§ **EXTRACTED TEXT**:
↓

Remedial Partnering: Strategies

I have no qualms about stating up front that my partnering skills are, well, roughly at the level that would, if this was a university class, require one of those 094-level classes (I can see it now: “Partnering 099: It’s Always The Boy’s Fault”).

I’m good enough at this point that I wouldn’t have to take “Partnering 088: Whatever You Do, Don’t Drop Her!” … but I’m definitely still rough around the edges.

Anyway, in the interest of offering some help to my fellow Remedial Partner…ers, here are some strategies that do and don’t work:

DON’T

  • stand too close
  • stand too far away
  • get nervous and slowly collapse closer and closer, drawing your partner into your collapse like the heavier star in a binary system, leading to a cataclysmic supernova
  • panic about every single turn, every single time
  • panic about any turn, ever, for that matter
  • trust me panicking really doesn’t help
  • go walkabout mid-promenade because your eyes are pointing the wrong way (I know this is groundbreaking info but amazingly a promenade should be a circle, not a square)

↑

§ **SOURCE MATERIAL**:
↓

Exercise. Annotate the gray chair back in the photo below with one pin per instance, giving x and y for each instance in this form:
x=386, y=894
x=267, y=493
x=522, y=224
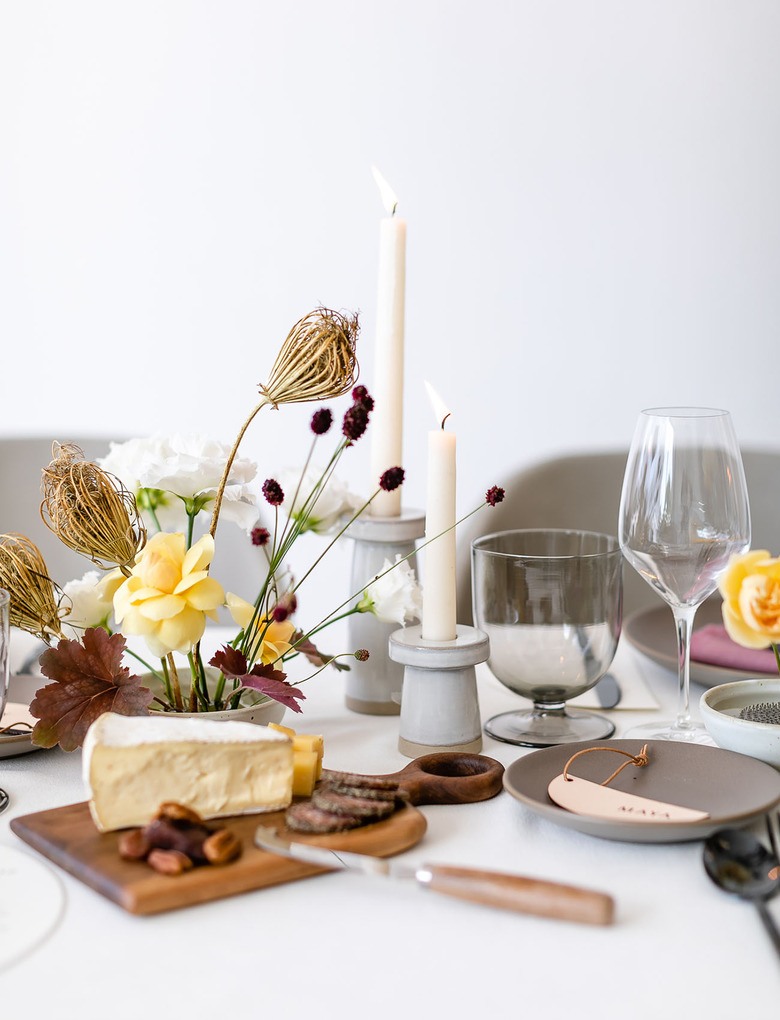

↑

§ **SHORT TASK**: Reproduce the remedial partnering post above in full, word for word, keeping its lines and punctuation unchanged.

§ **FULL OUTPUT**:
Remedial Partnering: Strategies

I have no qualms about stating up front that my partnering skills are, well, roughly at the level that would, if this was a university class, require one of those 094-level classes (I can see it now: “Partnering 099: It’s Always The Boy’s Fault”).

I’m good enough at this point that I wouldn’t have to take “Partnering 088: Whatever You Do, Don’t Drop Her!” … but I’m definitely still rough around the edges.

Anyway, in the interest of offering some help to my fellow Remedial Partner…ers, here are some strategies that do and don’t work:

DON’T

  • stand too close
  • stand too far away
  • get nervous and slowly collapse closer and closer, drawing your partner into your collapse like the heavier star in a binary system, leading to a cataclysmic supernova
  • panic about every single turn, every single time
  • panic about any turn, ever, for that matter
  • trust me panicking really doesn’t help
  • go walkabout mid-promenade because your eyes are pointing the wrong way (I know this is groundbreaking info but amazingly a promenade should be a circle, not a square)